Task requirements: Decide whether each statement agrees with the membership provisions below: (a) admission as an associate member requires approval by a 2/3 vote of the Directors; (b) Associate Members may share what they learn from LVDL with the plaintiffs bar without any approval; (c) a terminated Associate Member may still attend meetings. Answer yes or no for each and quote the deciding words.

B. Associate Members.
(i) Associate Membership is open to non-attorneys, paralegals, claims adjusters and other claims professionals.

(ii) Candidates for associate membership must be sponsored by a Member and admission must be approved by a 2/3 vote of the Directors.

(iii) Associate Members shall be required to pay annual dues as determined by a majority vote of the Directors from time to time. At a minimum, the Directors shall establish an annual associate membership dues requirement payable on or before the 151 day of February of each year, subject to change from time to time by a majority vote of the Directors.

(iv) Associate Members shall sign a Confidentiality Pledge that nothing learned, discussed or obtained from LVDL will be transmitted or shared with outside individuals or organizations, including plaintiffs bar. Exceptions may be made only with prior approval by majority vote of the Directors.

(v) Associate Members may not seek or obtain personal financial gain from LVDL without full disclosure and prior approval by a 2/3 vote of the Directors. Any interested Director shall abstain from voting on such matter.

C. Termination of Membership. Death, resignation, failure to pay dues within thirty (30) days of due date, or disbarment shall automatically terminate membership in LVDL. A terminated Member or Associate Member may not hold office, attend meetings or be entitled to any privileges of membership.

Stored data:
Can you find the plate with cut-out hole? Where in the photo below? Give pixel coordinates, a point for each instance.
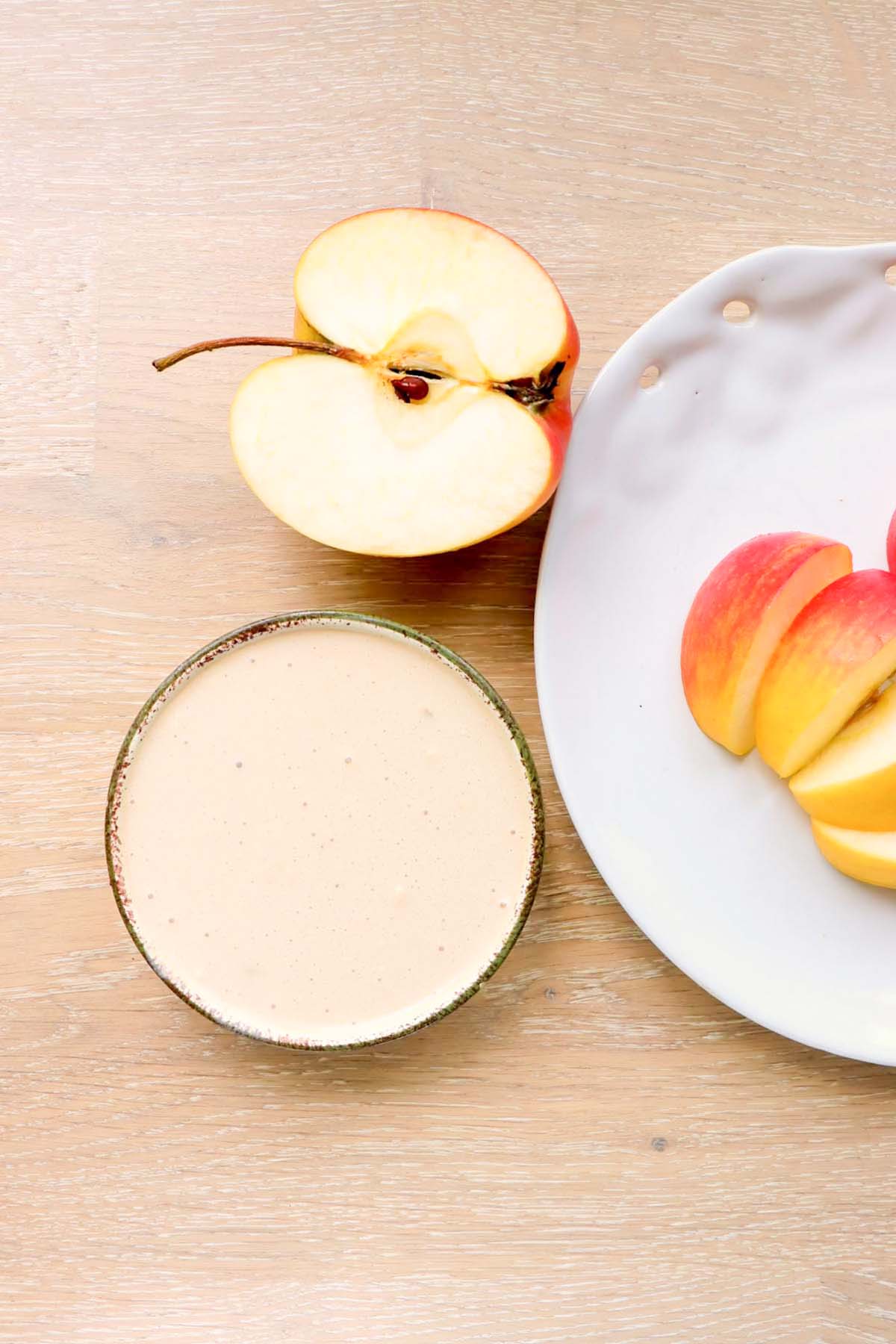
(761, 399)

Reply to the task:
(a) Yes: "admission must be approved by a 2/3 vote of the Directors."
(b) No: "Exceptions may be made only with prior approval by majority vote of the Directors."
(c) No: "A terminated Member or Associate Member may not hold office, attend meetings or be entitled to any privileges of membership."